▶ TASKS TO COMPLETE:
1. In the text on elevator service, what two things should the review of existing elevator equipment note?
2. List every line of the records that contains the string "small", treating uppercase and lowercase letters as different.

▶ TEXT PROVIDED:
·····
After that, facility executives should evaluate the existing elevator equipment, says Bruce Norden, vice president of service sales for KONE Elevators and Escalators. The review should note the manufacturer of the original equipment as well as its age. Equipment installed within the last five years has different service requirements than equipment installed 20 years ago.

“Some equipment is so old that it needs more attention than a new elevator with solid-state controls,” Norden says.

What’s more, aging equipment might require facility executives to develop an asset management plan to extend its service life until funds are available to pay for upgrades.

“Equipment will get older,” Norden says. “It will need upgrades, and it will need modernization at some point. Service isn’t a life-time answer. You need to have a good preventive maintenance plan and a good asset management plan to make sure you’re doing upgrades.”

As part of the investigation into equipment life and asset management, facility executives should consider the owner’s plan for the building. If the owner intends to sell the facility in a year or two, then a basic plan probably is a better fit than a comprehensive plan that covers elevator components that wear out every 10 years or so, Norden says.

Finally, facility executives should evaluate how operating expenses and capital improvements are funded. Sometimes, the terms of a lease, particularly triple-net leases, require tenants to pay for building repairs and upgrades, Hoyng says.

The Search Begins
After reviewing these steps, facility executives should have some understanding of their needs for a given building. Gaining that understanding is important because it sets the framework for determining what type of services to seek from providers.

“You should get the service responsiveness that meets the needs of the building without paying for services that don’t add any value,” Hoyng says.

When searching for a provider, look first to see that the contractor is accredited to work in a given market, Hoyng said. Accreditation requirements vary around the country. Some states require service providers to have a contractor’s license. Others have specific licensing programs for the vertical transportation industry, which includes elevators and escalators. Research the company to make sure it has proper insurance coverage because elevators open the owner to substantial liability. The provider also should have the financial strength to follow through on its service commitments for the life of the contract.
·····
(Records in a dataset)
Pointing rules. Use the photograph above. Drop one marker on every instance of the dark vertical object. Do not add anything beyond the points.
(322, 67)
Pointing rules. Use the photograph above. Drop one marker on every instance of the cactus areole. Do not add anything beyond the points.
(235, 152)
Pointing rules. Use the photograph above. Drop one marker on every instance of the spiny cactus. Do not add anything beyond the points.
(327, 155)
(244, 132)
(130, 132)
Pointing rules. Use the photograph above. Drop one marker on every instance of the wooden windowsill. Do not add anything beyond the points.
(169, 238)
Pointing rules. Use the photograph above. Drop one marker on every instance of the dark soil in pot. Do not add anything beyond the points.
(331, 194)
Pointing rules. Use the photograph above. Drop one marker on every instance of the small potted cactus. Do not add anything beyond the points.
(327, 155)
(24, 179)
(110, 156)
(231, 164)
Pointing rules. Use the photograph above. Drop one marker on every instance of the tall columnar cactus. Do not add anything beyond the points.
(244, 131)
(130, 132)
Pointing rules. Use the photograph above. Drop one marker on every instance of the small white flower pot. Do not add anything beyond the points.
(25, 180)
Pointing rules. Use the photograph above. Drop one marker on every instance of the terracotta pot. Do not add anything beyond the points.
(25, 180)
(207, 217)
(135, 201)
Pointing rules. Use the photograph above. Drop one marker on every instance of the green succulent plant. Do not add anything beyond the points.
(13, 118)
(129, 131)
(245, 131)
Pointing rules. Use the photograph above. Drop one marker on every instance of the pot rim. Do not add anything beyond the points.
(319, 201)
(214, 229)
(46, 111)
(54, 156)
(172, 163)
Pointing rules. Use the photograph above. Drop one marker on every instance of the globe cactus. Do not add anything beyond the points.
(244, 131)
·····
▶ WORKED ANSWERS:
1. The manufacturer of the original equipment and its age.

2.
Pointing rules. Use the photograph above. Drop one marker on every instance of the small potted cactus. Do not add anything beyond the points.
Pointing rules. Use the photograph above. Drop one marker on every instance of the small white flower pot. Do not add anything beyond the points.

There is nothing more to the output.